Start of PROVIDED DATA
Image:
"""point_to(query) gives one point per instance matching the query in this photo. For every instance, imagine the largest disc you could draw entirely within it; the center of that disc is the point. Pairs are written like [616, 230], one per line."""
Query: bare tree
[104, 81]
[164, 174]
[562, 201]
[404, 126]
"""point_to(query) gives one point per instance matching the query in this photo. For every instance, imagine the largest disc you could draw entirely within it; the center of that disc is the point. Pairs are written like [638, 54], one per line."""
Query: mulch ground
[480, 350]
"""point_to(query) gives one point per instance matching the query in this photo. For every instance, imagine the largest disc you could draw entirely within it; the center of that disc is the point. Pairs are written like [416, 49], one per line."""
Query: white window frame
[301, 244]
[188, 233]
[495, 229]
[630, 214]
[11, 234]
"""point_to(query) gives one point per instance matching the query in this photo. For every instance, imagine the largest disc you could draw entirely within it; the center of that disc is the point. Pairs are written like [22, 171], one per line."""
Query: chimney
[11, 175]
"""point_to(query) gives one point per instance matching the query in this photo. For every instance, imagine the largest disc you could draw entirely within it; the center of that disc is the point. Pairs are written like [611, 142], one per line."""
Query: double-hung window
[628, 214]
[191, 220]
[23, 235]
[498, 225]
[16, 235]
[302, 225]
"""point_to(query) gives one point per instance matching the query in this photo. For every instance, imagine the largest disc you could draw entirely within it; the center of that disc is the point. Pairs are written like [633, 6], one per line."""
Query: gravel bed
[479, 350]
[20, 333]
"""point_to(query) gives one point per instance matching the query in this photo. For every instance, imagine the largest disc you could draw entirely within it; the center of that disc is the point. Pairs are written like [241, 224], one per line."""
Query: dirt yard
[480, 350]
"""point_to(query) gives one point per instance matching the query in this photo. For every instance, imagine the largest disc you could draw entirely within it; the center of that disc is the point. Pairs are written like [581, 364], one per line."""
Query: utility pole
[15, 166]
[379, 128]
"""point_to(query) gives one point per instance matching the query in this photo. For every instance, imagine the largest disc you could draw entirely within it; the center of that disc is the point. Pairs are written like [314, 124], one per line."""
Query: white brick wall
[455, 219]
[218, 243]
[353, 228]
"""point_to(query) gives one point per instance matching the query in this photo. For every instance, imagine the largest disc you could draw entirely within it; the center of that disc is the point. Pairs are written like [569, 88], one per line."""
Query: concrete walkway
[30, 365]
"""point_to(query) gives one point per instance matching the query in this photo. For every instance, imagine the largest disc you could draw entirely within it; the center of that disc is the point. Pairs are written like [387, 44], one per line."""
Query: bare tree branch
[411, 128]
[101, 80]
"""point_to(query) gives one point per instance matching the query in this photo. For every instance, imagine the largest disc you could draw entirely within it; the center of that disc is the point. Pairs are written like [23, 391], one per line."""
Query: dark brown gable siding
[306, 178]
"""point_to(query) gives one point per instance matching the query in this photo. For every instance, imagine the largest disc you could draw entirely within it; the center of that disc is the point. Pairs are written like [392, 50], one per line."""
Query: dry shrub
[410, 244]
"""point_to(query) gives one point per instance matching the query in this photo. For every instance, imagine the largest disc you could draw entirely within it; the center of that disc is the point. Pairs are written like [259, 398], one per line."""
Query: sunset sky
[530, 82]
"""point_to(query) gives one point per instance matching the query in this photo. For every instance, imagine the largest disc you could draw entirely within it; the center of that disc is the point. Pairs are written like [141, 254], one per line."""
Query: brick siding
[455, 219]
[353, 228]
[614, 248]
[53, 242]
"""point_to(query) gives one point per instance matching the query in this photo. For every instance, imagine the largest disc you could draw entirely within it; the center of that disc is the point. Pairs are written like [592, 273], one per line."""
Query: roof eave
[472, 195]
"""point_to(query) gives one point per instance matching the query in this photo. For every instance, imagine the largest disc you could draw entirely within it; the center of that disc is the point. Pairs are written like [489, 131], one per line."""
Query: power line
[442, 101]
End of PROVIDED DATA
• TASK TO CARRY OUT: Can you lay out the stretch from the line containing "[259, 398], one" through the end of the records as a JSON list of strings, one string per line, with blank lines left out?

• SOLVED EXERCISE:
[
  "\"\"\"point_to(query) gives one point per instance matching the query in this photo. For every instance, imagine the largest disc you could draw entirely within it; the center of that disc is the point. Pairs are written like [259, 398], one per line.\"\"\"",
  "Query: sunset sky",
  "[530, 82]",
  "\"\"\"point_to(query) gives one point per instance matching the query in this photo. For every instance, imagine the largest disc you could draw entirely within it; the center of that disc is the point. Pairs are written like [141, 254], one per line.\"\"\"",
  "Query: brick siding",
  "[455, 219]",
  "[353, 228]",
  "[614, 248]",
  "[53, 242]",
  "\"\"\"point_to(query) gives one point per instance matching the query in this photo. For every instance, imagine the largest disc you could draw entirely within it; the center of that disc is the point. Pairs are written like [592, 273], one per line.\"\"\"",
  "Query: roof eave",
  "[472, 195]",
  "\"\"\"point_to(query) gives one point per instance matching the query in this photo. For every instance, imagine the largest disc you could draw entirely within it; the center of that disc is the point. Pairs are written like [489, 131], one per line.\"\"\"",
  "Query: power line",
  "[442, 101]"
]